[SELECTED EXTRACT]
Analysis: Amid blood feuds, oil curse, South Sudan reaches familiar precipice

Some 45,000 South Sudanese residents have sought refuge with United Nations peacekeepers in the past 10 days.

South Sudan 370 (photo credit: REUTERS/Mohamed Nureldin Abdallah)
South Sudan 370
(photo credit: REUTERS/Mohamed Nureldin Abdallah)
NEW YORK – Blood feuds and oil curse another African country today, this one barely an infant, coddled by Western governments with lofty words but insufficient aid: the recently independent South Sudan.
Some 45,000 South Sudanese residents have sought refuge from United Nations peacekeepers in the past 10 days. That amounts to roughly a third of the population of Jordan’s Zaatari camp, the largest camp for refugees fleeing the violence in Syria since that war began in 2011. In total, over 100,000 South Sudanese are already displaced after a week and a half.
Inter-communal killing has infected every South Sudanese state, with at least three mass graves identified on Monday. The UN expects to find more.
“Mass extrajudicial killings, the targeting of individuals on the basis of their ethnicity and arbitrary detentions have been documented in recent days,” Navi Pillay, the UN’s high commissioner on human rights, said on Christmas Eve.

[DATA SECTION]
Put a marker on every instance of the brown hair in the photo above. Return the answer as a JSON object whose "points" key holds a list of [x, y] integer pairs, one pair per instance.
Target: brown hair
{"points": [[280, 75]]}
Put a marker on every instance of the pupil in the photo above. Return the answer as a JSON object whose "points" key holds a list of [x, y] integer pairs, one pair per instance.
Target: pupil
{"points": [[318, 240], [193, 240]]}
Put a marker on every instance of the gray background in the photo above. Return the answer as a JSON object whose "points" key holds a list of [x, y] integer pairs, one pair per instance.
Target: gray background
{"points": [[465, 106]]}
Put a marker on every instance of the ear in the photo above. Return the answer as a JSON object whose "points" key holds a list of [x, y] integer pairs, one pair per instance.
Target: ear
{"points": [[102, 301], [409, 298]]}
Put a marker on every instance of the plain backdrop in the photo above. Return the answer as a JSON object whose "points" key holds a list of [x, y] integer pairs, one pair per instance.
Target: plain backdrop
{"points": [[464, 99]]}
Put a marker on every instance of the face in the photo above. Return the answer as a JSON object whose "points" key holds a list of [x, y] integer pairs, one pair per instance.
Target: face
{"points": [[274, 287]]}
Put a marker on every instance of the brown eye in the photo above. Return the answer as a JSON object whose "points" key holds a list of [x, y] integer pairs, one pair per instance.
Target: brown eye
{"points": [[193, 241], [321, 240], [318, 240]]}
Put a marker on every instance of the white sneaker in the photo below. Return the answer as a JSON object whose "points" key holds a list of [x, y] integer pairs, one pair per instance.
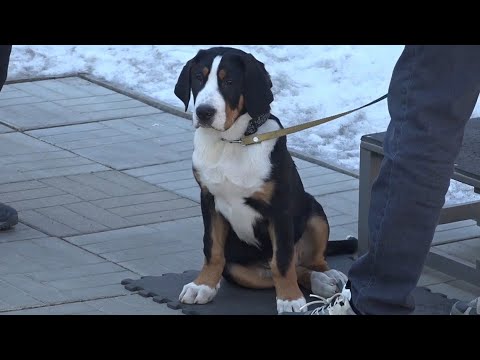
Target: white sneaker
{"points": [[338, 304]]}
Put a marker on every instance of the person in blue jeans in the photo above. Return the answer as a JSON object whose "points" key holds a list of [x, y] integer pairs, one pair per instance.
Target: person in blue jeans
{"points": [[8, 215], [432, 94]]}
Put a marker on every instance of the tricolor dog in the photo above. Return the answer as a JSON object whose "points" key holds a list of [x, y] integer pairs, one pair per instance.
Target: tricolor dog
{"points": [[261, 228]]}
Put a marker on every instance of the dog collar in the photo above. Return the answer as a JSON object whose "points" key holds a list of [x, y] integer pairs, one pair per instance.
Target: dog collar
{"points": [[252, 127], [255, 123]]}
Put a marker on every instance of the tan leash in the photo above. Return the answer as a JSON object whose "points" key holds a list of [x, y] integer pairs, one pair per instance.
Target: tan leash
{"points": [[258, 138]]}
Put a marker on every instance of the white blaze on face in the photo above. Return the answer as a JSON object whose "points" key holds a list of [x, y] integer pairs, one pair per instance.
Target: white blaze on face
{"points": [[210, 95]]}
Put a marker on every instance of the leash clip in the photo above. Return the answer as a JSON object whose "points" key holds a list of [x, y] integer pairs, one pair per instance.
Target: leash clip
{"points": [[239, 141]]}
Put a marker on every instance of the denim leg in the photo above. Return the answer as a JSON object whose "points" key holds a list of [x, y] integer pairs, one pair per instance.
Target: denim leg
{"points": [[5, 51], [432, 93]]}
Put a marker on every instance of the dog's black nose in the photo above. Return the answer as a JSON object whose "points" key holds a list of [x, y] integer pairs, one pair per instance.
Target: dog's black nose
{"points": [[205, 113]]}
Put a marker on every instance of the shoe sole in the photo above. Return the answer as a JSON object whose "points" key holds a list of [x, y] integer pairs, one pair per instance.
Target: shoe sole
{"points": [[11, 222]]}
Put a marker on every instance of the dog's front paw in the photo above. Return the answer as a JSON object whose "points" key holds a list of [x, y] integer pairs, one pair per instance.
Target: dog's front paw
{"points": [[290, 305], [197, 294]]}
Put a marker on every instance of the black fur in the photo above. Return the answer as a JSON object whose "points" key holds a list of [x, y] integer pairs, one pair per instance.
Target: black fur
{"points": [[248, 75], [290, 206]]}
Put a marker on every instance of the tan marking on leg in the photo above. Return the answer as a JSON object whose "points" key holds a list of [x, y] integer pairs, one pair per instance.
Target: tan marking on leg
{"points": [[311, 247], [310, 250], [211, 272], [286, 286]]}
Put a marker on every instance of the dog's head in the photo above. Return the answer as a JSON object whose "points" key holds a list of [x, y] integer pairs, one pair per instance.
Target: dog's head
{"points": [[226, 83]]}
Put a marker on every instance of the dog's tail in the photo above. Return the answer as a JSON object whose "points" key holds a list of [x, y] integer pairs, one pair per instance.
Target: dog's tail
{"points": [[342, 247]]}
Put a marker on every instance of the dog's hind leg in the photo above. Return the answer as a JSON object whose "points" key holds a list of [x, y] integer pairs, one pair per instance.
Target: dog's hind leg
{"points": [[312, 269], [257, 276]]}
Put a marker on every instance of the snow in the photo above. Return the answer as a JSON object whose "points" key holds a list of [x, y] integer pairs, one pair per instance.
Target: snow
{"points": [[310, 82]]}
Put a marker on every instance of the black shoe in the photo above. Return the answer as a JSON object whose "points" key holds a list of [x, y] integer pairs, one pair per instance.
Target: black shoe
{"points": [[8, 217]]}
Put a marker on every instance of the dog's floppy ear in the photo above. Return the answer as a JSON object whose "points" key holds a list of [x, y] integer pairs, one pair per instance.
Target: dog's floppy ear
{"points": [[258, 87], [184, 84]]}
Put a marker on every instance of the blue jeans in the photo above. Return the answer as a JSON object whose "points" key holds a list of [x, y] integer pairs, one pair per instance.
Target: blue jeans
{"points": [[432, 94], [5, 51]]}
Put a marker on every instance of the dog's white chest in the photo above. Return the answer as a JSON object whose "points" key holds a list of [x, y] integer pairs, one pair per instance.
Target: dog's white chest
{"points": [[232, 173]]}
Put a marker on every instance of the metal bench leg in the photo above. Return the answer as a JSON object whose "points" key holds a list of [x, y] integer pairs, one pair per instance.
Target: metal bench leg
{"points": [[370, 163]]}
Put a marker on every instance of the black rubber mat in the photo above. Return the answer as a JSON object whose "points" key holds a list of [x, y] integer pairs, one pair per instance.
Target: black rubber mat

[PROMPT 1] According to the South Sudan analysis, how many mass graves were identified on Monday?
[PROMPT 2] Write out the part of the South Sudan analysis from "South Sudan 370 (photo" up to and including "to find more.".

[TASK SOLUTION 1] At least three mass graves were identified on Monday.

[TASK SOLUTION 2]
South Sudan 370 (photo credit: REUTERS/Mohamed Nureldin Abdallah)
South Sudan 370
(photo credit: REUTERS/Mohamed Nureldin Abdallah)
NEW YORK – Blood feuds and oil curse another African country today, this one barely an infant, coddled by Western governments with lofty words but insufficient aid: the recently independent South Sudan.
Some 45,000 South Sudanese residents have sought refuge from United Nations peacekeepers in the past 10 days. That amounts to roughly a third of the population of Jordan’s Zaatari camp, the largest camp for refugees fleeing the violence in Syria since that war began in 2011. In total, over 100,000 South Sudanese are already displaced after a week and a half.
Inter-communal killing has infected every South Sudanese state, with at least three mass graves identified on Monday. The UN expects to find more.